=== BRIEF ===
The data below should be printed in full, exactly, and without any of its images.

..........

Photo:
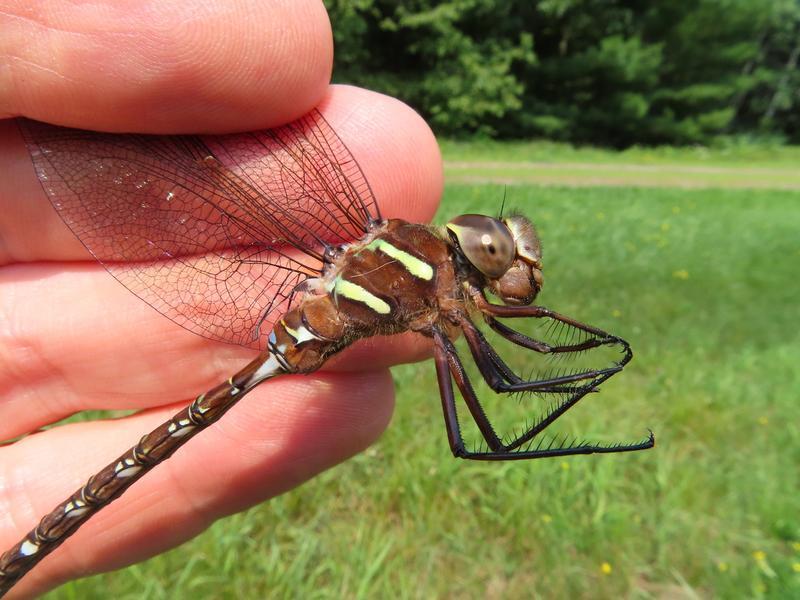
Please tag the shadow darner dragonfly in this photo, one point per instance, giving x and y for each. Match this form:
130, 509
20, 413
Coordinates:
274, 240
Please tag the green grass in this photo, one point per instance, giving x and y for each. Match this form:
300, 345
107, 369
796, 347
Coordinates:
747, 166
704, 285
755, 155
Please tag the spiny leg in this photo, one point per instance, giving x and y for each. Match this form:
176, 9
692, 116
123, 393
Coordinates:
449, 365
501, 379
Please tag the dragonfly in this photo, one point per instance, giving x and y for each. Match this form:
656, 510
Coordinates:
274, 240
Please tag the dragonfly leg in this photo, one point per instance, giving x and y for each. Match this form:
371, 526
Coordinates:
599, 337
502, 379
449, 367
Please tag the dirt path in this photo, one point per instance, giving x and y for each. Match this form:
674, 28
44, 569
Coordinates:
611, 174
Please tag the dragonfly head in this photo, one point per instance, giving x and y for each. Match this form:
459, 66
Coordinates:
506, 253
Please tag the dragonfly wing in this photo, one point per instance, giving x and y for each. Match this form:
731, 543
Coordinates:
213, 232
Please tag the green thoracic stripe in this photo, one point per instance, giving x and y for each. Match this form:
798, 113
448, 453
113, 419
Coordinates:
351, 291
414, 265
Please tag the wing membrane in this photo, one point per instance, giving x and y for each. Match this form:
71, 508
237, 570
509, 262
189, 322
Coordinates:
213, 232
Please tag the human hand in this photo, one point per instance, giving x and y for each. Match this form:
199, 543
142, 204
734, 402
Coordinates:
72, 339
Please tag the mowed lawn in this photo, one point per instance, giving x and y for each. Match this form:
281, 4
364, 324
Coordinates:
703, 283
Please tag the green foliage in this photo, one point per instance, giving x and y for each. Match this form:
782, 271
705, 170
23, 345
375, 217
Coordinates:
710, 512
610, 72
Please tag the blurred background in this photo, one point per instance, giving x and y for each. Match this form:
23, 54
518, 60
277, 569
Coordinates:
651, 143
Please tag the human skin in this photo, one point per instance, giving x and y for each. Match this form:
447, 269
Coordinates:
73, 339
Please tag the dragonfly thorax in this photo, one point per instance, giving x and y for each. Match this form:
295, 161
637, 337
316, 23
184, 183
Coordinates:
503, 255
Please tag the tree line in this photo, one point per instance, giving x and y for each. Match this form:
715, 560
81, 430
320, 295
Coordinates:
608, 72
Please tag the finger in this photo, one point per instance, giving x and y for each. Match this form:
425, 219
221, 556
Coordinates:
74, 340
392, 144
164, 67
281, 434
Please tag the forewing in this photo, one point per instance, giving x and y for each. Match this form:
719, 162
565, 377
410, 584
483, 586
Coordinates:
214, 232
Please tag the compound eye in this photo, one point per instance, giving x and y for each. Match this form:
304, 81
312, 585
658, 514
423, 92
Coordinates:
485, 242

..........

=== TASK ANSWER ===
Photo:
Please tag the shadow darner dragonfly in this photo, one point per instance, giving x and y for each. Match this form:
130, 509
20, 413
Coordinates:
274, 240
Please tag the green grass in this photo, one point per instance, giving x and y for each. Match this form:
300, 345
107, 369
796, 347
Coordinates:
747, 166
704, 285
755, 155
Please tag the spiny leg in this photo, one point per instance, giving x and y for each. Match this form:
176, 9
692, 116
123, 393
Coordinates:
449, 365
501, 379
Please tag the dragonfly in this photo, one point per instance, giving x and y for each. Match this form:
656, 510
Coordinates:
274, 240
Please tag the dragonfly leg in this photo, one point per instance, giving x and y for each. Match this form:
371, 526
Coordinates:
599, 337
502, 379
449, 367
Please tag the dirt path in this photo, one point per instance, giving x and y for each. Match this form:
674, 28
44, 569
Coordinates:
611, 174
Please tag the dragonfly head in this photo, one point per instance, giving x and y for each. Match this form:
459, 66
Coordinates:
506, 253
Please tag the dragonfly wing in this photo, one point per instance, giving x and y for each. Match this form:
731, 543
Coordinates:
213, 232
Please tag the green thoracic stripe in this photo, one point per instance, giving x and y for each. Match this form:
798, 113
448, 453
113, 419
Coordinates:
351, 291
414, 265
Please tag the wing membrane in this photo, one point per instance, giving x and y for each. Match this form:
71, 508
237, 570
509, 262
189, 322
Coordinates:
213, 232
Please tag the human hand in this photo, one point per instance, giving x and y for each. Match this form:
199, 543
142, 204
734, 402
Coordinates:
72, 339
Please tag the mowed lawn in this photo, one point per instance, giving x and y for each. Match this form:
281, 4
364, 324
Coordinates:
703, 283
Please tag the green foliage in this photo, one point per instance, giving x and y for each. Match this form:
782, 271
705, 170
23, 345
375, 217
Coordinates:
710, 512
610, 72
Please tag the blurred background in this photo, one point per instance, giving x and y for each. Match this form:
23, 54
518, 60
277, 569
Coordinates:
651, 143
Please tag the human skin in this photo, one point per instance, giving x and y for each. Match this form:
447, 269
Coordinates:
73, 339
Please tag the dragonfly thorax in this photo, one point per instance, giving x and y for each. Match this form:
295, 161
637, 337
316, 23
184, 183
Coordinates:
503, 255
Please tag the tree line in this photo, one point per instance, giving x and y for each. Match this form:
715, 560
81, 430
320, 295
Coordinates:
608, 72
Please tag the finger in this photo, one point per instance, giving x and y for each. Match this form:
425, 219
221, 556
Coordinates:
74, 340
392, 144
164, 67
281, 434
Please tag the forewing in this photo, one point per instance, giving x and y for each. Match this form:
719, 162
565, 377
410, 584
483, 586
Coordinates:
214, 232
Please tag the compound eye in this photo, one point per instance, giving x and y for each. Match this form:
304, 81
312, 585
658, 514
423, 92
Coordinates:
485, 242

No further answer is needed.